[Data items]
[start]

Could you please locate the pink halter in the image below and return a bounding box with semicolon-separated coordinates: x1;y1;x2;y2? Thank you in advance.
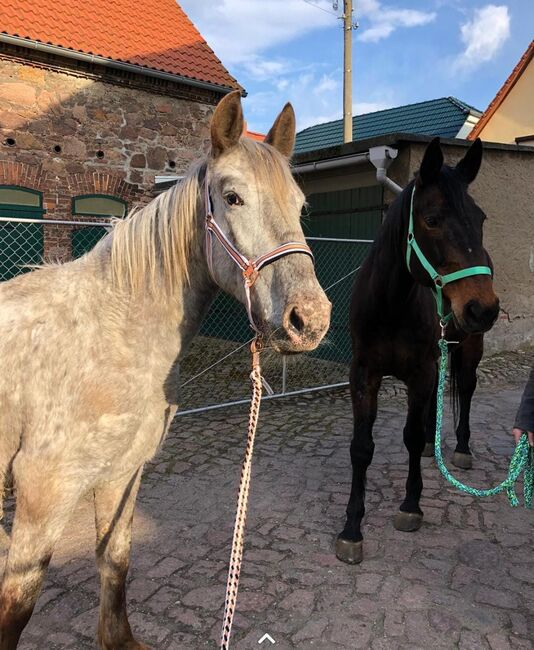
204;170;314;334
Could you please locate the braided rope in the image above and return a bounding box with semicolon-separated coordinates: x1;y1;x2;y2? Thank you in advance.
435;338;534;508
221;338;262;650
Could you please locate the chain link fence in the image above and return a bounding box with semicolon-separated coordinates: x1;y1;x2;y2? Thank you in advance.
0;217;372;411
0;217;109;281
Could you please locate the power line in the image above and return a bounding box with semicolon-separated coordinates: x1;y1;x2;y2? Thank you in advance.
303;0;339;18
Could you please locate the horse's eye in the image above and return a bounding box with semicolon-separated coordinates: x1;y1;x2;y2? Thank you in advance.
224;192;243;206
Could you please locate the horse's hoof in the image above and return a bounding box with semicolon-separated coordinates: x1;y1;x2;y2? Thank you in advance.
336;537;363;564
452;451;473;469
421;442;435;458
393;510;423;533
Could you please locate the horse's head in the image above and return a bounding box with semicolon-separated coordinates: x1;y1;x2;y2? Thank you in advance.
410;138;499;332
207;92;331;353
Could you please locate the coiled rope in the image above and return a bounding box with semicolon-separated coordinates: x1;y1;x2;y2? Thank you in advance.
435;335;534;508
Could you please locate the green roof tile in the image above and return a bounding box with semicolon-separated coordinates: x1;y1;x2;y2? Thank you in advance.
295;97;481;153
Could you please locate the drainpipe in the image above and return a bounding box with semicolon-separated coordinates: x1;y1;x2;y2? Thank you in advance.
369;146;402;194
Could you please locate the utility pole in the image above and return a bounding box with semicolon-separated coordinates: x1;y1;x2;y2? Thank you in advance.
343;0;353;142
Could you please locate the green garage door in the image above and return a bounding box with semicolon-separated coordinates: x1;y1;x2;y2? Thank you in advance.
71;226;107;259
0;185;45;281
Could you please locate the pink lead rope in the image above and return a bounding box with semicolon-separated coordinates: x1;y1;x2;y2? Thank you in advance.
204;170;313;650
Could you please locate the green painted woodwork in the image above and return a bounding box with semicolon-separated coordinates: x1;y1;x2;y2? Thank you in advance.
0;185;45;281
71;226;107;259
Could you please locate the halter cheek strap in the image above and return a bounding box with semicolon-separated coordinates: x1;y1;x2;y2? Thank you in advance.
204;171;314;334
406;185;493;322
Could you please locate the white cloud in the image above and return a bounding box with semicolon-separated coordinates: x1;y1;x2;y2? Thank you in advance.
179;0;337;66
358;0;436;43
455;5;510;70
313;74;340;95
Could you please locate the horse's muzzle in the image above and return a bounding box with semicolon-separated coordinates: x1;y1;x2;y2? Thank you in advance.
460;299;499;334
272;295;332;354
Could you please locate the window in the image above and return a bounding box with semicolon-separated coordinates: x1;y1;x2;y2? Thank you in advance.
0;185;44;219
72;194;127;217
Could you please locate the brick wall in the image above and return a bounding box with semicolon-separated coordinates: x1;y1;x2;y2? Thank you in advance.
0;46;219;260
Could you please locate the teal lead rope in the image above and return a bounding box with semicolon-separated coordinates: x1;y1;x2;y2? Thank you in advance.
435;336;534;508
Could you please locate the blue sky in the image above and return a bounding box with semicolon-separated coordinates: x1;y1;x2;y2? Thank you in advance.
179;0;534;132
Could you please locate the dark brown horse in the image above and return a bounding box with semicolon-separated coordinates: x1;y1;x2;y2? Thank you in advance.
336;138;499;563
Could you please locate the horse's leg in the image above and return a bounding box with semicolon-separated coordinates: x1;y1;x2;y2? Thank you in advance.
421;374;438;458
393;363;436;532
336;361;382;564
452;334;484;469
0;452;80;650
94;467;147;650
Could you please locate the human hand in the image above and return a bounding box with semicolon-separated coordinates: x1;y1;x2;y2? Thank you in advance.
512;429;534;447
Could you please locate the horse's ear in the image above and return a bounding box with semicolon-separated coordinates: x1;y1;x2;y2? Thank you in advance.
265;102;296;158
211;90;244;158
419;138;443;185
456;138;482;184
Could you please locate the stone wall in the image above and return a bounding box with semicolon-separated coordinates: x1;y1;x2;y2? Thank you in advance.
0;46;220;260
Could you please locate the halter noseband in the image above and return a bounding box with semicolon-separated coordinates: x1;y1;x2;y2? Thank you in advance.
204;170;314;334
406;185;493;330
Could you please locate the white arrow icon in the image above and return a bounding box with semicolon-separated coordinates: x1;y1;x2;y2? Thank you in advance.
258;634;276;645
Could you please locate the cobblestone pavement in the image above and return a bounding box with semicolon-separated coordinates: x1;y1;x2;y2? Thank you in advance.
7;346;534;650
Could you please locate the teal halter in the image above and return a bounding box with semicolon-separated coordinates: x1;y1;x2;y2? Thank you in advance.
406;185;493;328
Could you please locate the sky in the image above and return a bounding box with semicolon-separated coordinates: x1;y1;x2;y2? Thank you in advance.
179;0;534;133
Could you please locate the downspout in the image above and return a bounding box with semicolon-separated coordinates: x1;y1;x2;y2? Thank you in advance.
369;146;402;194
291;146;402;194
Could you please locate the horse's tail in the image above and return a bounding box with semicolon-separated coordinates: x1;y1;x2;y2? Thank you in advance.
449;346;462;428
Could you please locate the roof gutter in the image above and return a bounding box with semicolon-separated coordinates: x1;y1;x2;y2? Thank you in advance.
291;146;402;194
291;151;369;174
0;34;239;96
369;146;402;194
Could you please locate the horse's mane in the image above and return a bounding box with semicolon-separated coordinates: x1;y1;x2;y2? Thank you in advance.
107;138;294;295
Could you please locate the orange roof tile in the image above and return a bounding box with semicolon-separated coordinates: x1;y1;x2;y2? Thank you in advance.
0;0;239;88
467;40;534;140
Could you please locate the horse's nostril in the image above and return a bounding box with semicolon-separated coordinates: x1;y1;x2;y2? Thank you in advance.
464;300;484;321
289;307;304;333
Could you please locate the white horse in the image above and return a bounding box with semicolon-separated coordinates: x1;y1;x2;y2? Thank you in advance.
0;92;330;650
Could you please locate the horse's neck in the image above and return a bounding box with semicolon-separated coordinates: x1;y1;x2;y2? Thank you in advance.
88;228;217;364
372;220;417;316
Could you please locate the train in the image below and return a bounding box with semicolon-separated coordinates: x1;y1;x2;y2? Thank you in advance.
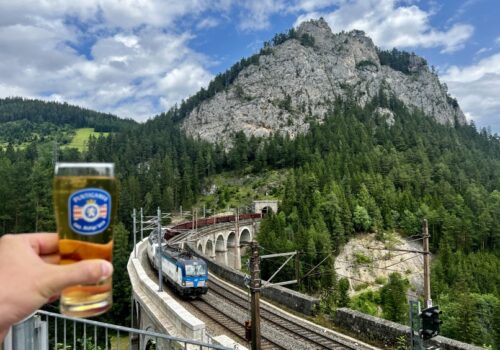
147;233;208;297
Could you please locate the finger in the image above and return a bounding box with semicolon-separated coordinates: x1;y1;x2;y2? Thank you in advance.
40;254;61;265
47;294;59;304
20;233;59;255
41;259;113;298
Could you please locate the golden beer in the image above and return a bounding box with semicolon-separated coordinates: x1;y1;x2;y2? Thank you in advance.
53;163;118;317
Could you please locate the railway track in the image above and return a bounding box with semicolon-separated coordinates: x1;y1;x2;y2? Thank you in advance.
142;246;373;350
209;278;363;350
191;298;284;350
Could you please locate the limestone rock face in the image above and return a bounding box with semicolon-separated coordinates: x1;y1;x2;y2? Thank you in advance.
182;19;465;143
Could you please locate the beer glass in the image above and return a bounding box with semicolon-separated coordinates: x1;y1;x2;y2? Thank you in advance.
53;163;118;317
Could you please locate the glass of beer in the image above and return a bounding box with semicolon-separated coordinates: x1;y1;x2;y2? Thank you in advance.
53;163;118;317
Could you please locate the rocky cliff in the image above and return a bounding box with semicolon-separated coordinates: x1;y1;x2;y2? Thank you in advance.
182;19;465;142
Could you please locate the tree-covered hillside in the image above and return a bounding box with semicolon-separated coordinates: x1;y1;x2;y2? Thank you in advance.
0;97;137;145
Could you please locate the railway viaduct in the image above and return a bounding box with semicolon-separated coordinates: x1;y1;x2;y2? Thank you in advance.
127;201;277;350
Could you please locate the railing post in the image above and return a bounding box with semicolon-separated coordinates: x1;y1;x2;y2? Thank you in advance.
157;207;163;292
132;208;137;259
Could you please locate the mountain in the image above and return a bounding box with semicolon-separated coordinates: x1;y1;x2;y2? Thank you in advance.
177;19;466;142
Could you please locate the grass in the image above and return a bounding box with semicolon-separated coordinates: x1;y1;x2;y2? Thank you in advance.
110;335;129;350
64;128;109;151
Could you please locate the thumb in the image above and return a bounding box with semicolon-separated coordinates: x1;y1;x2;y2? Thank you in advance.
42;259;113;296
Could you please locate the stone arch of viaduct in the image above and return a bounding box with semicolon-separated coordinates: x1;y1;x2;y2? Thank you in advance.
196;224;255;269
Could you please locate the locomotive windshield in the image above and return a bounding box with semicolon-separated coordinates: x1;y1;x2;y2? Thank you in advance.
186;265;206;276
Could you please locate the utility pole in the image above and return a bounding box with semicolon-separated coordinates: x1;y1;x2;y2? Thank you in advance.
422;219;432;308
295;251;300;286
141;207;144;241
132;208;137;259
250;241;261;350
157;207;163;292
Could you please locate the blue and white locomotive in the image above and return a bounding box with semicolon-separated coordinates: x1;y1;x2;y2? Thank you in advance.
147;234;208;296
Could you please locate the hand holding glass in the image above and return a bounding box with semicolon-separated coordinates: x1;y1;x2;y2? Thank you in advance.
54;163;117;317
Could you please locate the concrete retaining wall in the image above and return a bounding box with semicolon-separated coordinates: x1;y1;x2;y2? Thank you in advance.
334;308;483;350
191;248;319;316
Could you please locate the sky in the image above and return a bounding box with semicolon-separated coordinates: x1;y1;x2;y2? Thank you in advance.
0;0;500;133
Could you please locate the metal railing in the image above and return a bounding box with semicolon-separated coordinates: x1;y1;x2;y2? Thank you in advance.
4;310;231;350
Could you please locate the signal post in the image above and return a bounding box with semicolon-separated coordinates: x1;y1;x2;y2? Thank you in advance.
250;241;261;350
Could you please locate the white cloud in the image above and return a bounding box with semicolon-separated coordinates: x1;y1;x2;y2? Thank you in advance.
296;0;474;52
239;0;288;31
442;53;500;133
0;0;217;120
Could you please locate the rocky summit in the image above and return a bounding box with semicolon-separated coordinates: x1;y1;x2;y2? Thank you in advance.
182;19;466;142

[end]
[start]

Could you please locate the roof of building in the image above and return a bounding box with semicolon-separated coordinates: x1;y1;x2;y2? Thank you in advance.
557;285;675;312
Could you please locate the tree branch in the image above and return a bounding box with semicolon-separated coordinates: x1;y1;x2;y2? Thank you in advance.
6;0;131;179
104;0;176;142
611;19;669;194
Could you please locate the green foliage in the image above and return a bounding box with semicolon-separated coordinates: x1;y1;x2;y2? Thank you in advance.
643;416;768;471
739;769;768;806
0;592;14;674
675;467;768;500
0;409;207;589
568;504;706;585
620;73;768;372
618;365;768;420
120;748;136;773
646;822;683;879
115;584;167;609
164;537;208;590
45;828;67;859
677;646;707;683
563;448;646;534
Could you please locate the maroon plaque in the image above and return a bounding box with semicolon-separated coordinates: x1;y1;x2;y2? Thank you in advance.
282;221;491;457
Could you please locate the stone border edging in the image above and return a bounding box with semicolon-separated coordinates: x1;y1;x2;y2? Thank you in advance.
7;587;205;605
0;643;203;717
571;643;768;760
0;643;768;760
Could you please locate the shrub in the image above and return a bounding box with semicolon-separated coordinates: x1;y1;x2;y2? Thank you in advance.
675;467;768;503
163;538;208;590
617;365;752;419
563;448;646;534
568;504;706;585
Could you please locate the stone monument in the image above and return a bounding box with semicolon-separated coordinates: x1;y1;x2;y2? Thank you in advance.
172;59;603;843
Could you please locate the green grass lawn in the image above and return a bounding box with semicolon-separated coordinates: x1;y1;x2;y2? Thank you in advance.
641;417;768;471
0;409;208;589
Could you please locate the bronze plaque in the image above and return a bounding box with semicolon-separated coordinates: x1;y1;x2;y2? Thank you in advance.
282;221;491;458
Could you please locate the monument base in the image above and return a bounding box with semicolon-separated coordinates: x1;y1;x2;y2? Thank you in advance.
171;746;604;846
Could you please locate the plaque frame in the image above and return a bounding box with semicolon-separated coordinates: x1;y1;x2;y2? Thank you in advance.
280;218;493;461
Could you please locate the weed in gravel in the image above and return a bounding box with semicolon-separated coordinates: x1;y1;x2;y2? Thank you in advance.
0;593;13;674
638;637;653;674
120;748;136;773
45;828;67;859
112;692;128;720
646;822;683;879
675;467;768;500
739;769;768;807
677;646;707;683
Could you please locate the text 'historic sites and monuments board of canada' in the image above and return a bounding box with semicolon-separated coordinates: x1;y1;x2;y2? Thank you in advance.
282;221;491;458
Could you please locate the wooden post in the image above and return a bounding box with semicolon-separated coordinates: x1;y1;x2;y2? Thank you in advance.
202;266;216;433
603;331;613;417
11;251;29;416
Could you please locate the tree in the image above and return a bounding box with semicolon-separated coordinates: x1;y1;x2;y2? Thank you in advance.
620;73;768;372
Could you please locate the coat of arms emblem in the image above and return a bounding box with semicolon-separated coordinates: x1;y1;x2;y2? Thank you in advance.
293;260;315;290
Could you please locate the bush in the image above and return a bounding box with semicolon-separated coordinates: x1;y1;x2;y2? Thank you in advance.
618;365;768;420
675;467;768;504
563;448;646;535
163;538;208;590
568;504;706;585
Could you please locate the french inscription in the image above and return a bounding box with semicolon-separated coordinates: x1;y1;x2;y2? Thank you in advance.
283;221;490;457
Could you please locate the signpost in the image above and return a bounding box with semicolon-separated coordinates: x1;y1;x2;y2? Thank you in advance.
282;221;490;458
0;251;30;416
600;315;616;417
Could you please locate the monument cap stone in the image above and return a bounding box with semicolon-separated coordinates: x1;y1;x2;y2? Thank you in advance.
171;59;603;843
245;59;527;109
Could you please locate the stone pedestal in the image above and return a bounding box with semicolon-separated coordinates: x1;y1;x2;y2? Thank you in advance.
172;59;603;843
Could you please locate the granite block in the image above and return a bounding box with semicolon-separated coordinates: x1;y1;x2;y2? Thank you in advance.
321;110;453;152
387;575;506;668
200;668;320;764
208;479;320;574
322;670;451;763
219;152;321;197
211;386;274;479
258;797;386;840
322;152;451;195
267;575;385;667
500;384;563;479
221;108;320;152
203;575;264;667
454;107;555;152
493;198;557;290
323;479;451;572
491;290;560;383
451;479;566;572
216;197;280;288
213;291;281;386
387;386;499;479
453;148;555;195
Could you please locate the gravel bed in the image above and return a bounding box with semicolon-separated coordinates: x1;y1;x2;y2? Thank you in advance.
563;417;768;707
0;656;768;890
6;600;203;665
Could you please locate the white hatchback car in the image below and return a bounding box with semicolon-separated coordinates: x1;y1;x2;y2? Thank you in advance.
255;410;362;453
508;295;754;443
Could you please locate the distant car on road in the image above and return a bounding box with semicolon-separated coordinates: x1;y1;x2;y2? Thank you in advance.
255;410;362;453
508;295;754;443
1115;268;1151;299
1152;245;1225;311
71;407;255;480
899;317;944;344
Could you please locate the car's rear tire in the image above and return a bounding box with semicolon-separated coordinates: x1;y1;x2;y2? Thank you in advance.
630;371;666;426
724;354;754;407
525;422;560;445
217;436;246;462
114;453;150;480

[end]

[EXERCISE BRIEF]
Reproduce verbatim the items from the line with "Could you please locate the brick" up to and including the line with "0;46;220;260".

[RIGHT ANSWER]
Could you please locate the brick wall in the image above and return a bounding box with semicolon-separated coordinates: x1;y1;x2;y2? Thank you in advance.
0;46;219;260
Could you please locate the teal lead rope in the image above and return a bounding box with semicolon-separated coordinates: x1;y1;x2;y2? Thank you in advance.
435;336;534;508
Could you please locate the blue sky in the image above and return a bounding box with semicolon-separated coordinates: x1;y1;x2;y2? Thank you in advance.
179;0;534;132
Could you please locate the dark brown horse in the image above and return a bounding box with semicolon-separated coordinates: x1;y1;x2;y2? Thank you in advance.
336;138;499;563
Could you please locate the horse's leg in the image above and return a bounding box with semicolon-separated coordinates: x1;y1;x2;y2? Thank you in advance.
421;374;438;458
393;363;436;532
336;361;382;564
452;334;484;469
0;452;80;650
94;467;147;650
Could you please locate the human hand in the image above and return a bounding box with semicolon-separated coordinates: x1;y1;x2;y2? Thank you in advance.
512;429;534;447
Could you please locate the horse's ear in the image above and return a bounding box with semicolon-separated coordinates: x1;y1;x2;y2? Thank you in advance.
265;102;296;158
211;90;244;158
419;138;443;185
456;138;482;184
Could you please locate the stone wall in the image above and return a bounding box with semicolon-separated coordinates: x1;y1;x2;y2? Thank you in advance.
0;46;220;260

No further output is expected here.